PROBLEM DESCRIPTION >> Set down the material below in full, matching it exactly.

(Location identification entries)
▼
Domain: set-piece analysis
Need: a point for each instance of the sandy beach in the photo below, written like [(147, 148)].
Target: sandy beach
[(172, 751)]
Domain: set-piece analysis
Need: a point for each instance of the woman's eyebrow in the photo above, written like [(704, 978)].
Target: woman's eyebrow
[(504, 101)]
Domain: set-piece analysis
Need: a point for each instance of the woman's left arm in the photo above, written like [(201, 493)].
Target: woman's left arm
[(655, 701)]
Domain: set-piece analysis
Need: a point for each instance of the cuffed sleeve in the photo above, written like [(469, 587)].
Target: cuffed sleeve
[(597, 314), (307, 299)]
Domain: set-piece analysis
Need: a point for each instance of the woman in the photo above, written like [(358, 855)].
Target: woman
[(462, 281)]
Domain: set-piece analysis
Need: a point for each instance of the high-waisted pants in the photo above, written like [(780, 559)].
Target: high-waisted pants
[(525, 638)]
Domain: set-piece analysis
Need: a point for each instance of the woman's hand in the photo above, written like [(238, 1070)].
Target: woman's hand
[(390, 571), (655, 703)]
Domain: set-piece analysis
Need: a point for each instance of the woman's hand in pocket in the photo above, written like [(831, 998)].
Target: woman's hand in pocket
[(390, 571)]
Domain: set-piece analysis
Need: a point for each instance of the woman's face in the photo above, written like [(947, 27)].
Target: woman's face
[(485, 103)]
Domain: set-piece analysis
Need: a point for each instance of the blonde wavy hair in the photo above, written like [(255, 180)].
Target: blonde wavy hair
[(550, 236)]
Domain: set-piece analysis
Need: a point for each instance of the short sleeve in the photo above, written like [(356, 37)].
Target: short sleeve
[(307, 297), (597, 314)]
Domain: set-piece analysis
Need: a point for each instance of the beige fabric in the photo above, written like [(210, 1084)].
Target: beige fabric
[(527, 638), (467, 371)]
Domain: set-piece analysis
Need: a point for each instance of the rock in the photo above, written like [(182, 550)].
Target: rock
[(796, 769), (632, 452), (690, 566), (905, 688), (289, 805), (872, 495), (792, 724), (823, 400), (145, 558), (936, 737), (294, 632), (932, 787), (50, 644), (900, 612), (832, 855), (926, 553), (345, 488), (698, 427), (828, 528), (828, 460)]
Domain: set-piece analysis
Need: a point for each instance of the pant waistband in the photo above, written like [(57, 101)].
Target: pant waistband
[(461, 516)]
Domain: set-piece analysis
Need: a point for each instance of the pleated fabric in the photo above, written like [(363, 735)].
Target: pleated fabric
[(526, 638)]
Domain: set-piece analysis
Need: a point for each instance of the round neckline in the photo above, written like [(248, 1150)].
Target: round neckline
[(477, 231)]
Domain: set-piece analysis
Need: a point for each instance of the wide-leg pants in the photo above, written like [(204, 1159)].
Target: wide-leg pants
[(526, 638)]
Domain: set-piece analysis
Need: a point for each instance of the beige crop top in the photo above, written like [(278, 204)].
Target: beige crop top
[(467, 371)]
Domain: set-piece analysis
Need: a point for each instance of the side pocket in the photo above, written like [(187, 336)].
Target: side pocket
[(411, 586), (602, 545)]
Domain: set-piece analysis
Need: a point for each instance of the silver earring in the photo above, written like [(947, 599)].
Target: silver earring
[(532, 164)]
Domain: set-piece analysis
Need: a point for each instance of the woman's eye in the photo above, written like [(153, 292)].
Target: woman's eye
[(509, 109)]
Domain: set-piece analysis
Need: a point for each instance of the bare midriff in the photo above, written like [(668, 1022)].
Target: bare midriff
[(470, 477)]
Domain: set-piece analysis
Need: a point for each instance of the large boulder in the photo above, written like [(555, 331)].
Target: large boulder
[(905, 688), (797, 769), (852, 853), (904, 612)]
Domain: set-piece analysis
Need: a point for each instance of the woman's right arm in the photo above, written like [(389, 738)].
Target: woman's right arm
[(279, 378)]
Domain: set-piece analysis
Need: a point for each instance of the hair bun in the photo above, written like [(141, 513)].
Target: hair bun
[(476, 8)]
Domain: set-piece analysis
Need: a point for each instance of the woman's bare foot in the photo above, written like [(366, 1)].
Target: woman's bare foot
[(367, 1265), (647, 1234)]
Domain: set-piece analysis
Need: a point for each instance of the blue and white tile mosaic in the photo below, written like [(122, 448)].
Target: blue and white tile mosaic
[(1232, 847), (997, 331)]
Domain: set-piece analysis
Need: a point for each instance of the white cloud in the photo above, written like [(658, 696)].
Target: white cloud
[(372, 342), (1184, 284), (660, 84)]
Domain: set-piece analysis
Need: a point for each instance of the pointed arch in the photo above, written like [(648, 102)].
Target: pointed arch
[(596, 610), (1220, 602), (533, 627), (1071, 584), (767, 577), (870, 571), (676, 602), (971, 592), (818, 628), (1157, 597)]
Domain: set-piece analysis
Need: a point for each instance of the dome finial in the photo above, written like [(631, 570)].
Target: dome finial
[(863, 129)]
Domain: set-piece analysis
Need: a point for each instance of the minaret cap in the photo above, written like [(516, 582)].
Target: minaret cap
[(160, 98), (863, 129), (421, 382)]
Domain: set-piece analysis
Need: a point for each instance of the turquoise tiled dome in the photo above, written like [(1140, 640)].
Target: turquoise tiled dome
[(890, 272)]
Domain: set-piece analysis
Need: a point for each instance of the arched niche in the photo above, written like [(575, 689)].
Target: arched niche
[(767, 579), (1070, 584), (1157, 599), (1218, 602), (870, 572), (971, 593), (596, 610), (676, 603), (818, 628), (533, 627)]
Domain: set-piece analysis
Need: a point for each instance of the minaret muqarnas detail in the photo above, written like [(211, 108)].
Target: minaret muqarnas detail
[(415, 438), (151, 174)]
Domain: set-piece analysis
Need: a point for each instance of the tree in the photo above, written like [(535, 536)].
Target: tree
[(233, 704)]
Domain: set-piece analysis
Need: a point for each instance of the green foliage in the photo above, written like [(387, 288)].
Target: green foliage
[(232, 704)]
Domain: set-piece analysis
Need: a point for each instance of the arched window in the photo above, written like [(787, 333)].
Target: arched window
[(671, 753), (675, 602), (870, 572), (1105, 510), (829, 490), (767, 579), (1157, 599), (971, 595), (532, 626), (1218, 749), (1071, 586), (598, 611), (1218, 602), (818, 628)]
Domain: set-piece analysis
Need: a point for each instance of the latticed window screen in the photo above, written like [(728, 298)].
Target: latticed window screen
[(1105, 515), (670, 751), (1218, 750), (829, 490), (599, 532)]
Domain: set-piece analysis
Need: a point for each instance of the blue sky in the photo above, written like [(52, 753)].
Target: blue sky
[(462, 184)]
▲
SOLVED PROBLEM >>
Domain: set-piece analysis
Need: a point for each instance of the sandy beach in the photo below, written like [(147, 148)].
Target: sandy beach
[(172, 751)]
Domain: set-piece analysis
Need: a point for each instance of the woman's eyebrow in the photo above, written like [(704, 978)].
Target: woman's eyebrow
[(504, 101)]
Domain: set-piece analysis
Need: a point for each instance of the woman's left arm in the photo above, written like [(201, 493)].
Target: woman's left arm
[(655, 701)]
Domain: set-piece analysis
Need: a point for each instance of the cuffed sleeve in the photo above, written like [(469, 587)].
Target: cuffed sleeve
[(597, 314), (307, 299)]
Domain: set-piece analysis
Need: a point for each instance of the woman in the photo above, written like [(358, 855)].
Target: woman
[(462, 281)]
Domain: set-piece analysis
Need: a point for each instance of the high-waisted pants in the photo above, written like [(780, 559)].
Target: high-waisted pants
[(525, 638)]
Domain: set-piece analysis
Need: a point for each instance of the woman's hand in the photo above, written like [(238, 1070)].
Target: woman's hand
[(390, 571), (655, 703)]
Domain: set-piece analysis
Need: a point for each instance of the woman's hand in pocket in the photo above, written like [(831, 998)].
Target: woman's hand in pocket
[(390, 571)]
Domain: set-piece analysis
Need: a point for each instance of the woman's face in the photo above, written like [(947, 27)].
Target: woman's face
[(485, 103)]
Domain: set-piece analysis
Need: a point for each instance of the blonde wavy hair in the photo above, written like [(255, 180)].
Target: blonde wavy hair
[(550, 236)]
Domain: set-piece analysis
Need: a point for each instance of the short sleeve in the photo above, written like [(356, 37)].
Target: short sleeve
[(307, 297), (597, 314)]
Domain: set-piece analysis
Need: a point for each instance of the beige fabric in the photo above, written like [(210, 1084)].
Target: beige fabric
[(527, 638), (467, 371)]
Domain: set-piece analysis
Need: a point for each instance of the rock in the photo above, written like [(182, 550)].
Target: rock
[(796, 769), (632, 452), (690, 566), (905, 688), (289, 805), (872, 495), (792, 724), (823, 400), (145, 558), (936, 737), (294, 632), (932, 787), (50, 644), (900, 612), (832, 855), (926, 553), (345, 488), (698, 427), (828, 528), (828, 460)]
Domain: set-piece analysis
Need: a point for each instance of the pant waistband in the photo above, written like [(57, 101)].
Target: pant waistband
[(461, 516)]
Domain: set-piece analysis
Need: a point for each instance of the pleated fabric in the photo above, written like [(363, 735)].
Target: pleated fabric
[(526, 638)]
Domain: set-piece analysis
Need: a point for each instance of the round neckline in the photo above, written like [(248, 1150)].
Target: round neckline
[(477, 231)]
Domain: set-piece analysis
Need: a point for each instance of the wide-leg pants in the photo above, written like [(204, 1159)].
Target: wide-leg pants
[(526, 638)]
Domain: set-piece analysis
Need: a point for each instance of the beige crop top in the photo above, written like [(278, 204)].
Target: beige crop top
[(467, 371)]
Domain: set-piece analysis
Need: a point for each instance of the side pocket in the photo above, written like [(187, 336)].
Target: side pocket
[(411, 586), (602, 545)]
Domain: set-piece analysis
Need: a point for each instance of the silver earring in the photo above, written like [(947, 599)].
Target: silver earring
[(532, 164)]
Domain: set-piece analysis
Need: a point for each instance of the woman's eye in the photo above, written like [(153, 292)].
Target: woman's eye
[(509, 109)]
Domain: set-piece analysis
Need: a point for each instance of the bare midriff in the photo above, written like [(668, 1022)].
Target: bare midriff
[(470, 477)]
Domain: set-piece analysis
Need: a point for each instance of the large boulder in the photo above, written like [(555, 331)].
Target: large boulder
[(905, 688), (797, 769), (852, 853), (904, 612)]
Domain: set-piece analysis
Need: a point for each instance of the woman's right arm in the photo above, written like [(389, 738)].
Target: woman's right arm
[(279, 378)]
Domain: set-piece analysis
Need: a point for each instance of the hair bun in the photo above, written like [(141, 513)].
Target: hair bun
[(476, 8)]
Domain: set-piece analysis
Need: a point for each instance of the woman's bare foot in the photo above, written like [(366, 1)].
Target: woman's bare foot
[(367, 1265), (647, 1234)]
Domain: set-piece analysis
Need: a point for each instance of the blue and white tile mosaic in the photo below, written like [(122, 448)].
Target: blue and white tile mosaic
[(1232, 847), (997, 331)]
Domain: set-piece analysis
Need: a point for each instance of the white cloud in the photo above, written like [(658, 696)].
Target: white cloud
[(372, 342), (1184, 284), (660, 84)]
Domain: set-piece analysis
Need: a point for each instance of the pointed arch in the photo above, written like [(648, 102)].
Target: pointed arch
[(596, 610), (1220, 602), (533, 627), (1071, 584), (767, 577), (870, 571), (676, 602), (971, 592), (818, 628), (1157, 597)]
Domain: set-piece analysis
Need: a point for each instance of the dome finial in the photo above, written like [(631, 570)].
Target: dome finial
[(863, 129)]
Domain: set-piece analysis
Need: a point for each instance of the minaret cap in the photo above, written like [(516, 582)].
Target: minaret cap
[(160, 98), (863, 129), (421, 382)]
Domain: set-piece analysis
Need: a point for each instance of the turquoise tiled dome in the photo above, written like [(1140, 640)].
Target: turquoise tiled dome
[(890, 272)]
Domain: set-piece analysis
Need: a point for each instance of the arched niche in the photo above, written like [(575, 689)].
Target: arched niche
[(767, 579), (1070, 584), (1157, 599), (1218, 602), (870, 572), (971, 593), (596, 610), (676, 603), (818, 628), (533, 627)]
Domain: set-piece analysis
Need: a point for each instance of the minaret muqarnas detail in the photo above, written like [(211, 108)].
Target: minaret muqarnas detail
[(415, 438), (151, 174)]
Domain: set-piece analysis
Need: a point for each instance of the tree in the photo above, written like [(535, 536)].
Target: tree
[(233, 704)]
Domain: set-piece analysis
Need: a point for each instance of the green foliage in the photo above, written like [(387, 288)].
Target: green foliage
[(232, 704)]
Domain: set-piece analysis
Need: a point for each instance of the arched window in the photo above, written like [(787, 333)].
Target: arched window
[(671, 753), (675, 602), (870, 572), (1105, 510), (829, 490), (767, 579), (1157, 599), (971, 595), (532, 626), (1218, 749), (1071, 586), (598, 611), (1218, 602), (818, 628)]
Domain: set-piece analysis
Need: a point for each instance of the latticed window screen in the photo above, written like [(728, 298)].
Target: latticed window screen
[(1105, 515), (670, 751), (1218, 750), (829, 490), (599, 532)]
Domain: set-piece analysis
Need: a point for each instance of the blue sky in the photo above, written like [(52, 753)].
Target: blue sky
[(462, 184)]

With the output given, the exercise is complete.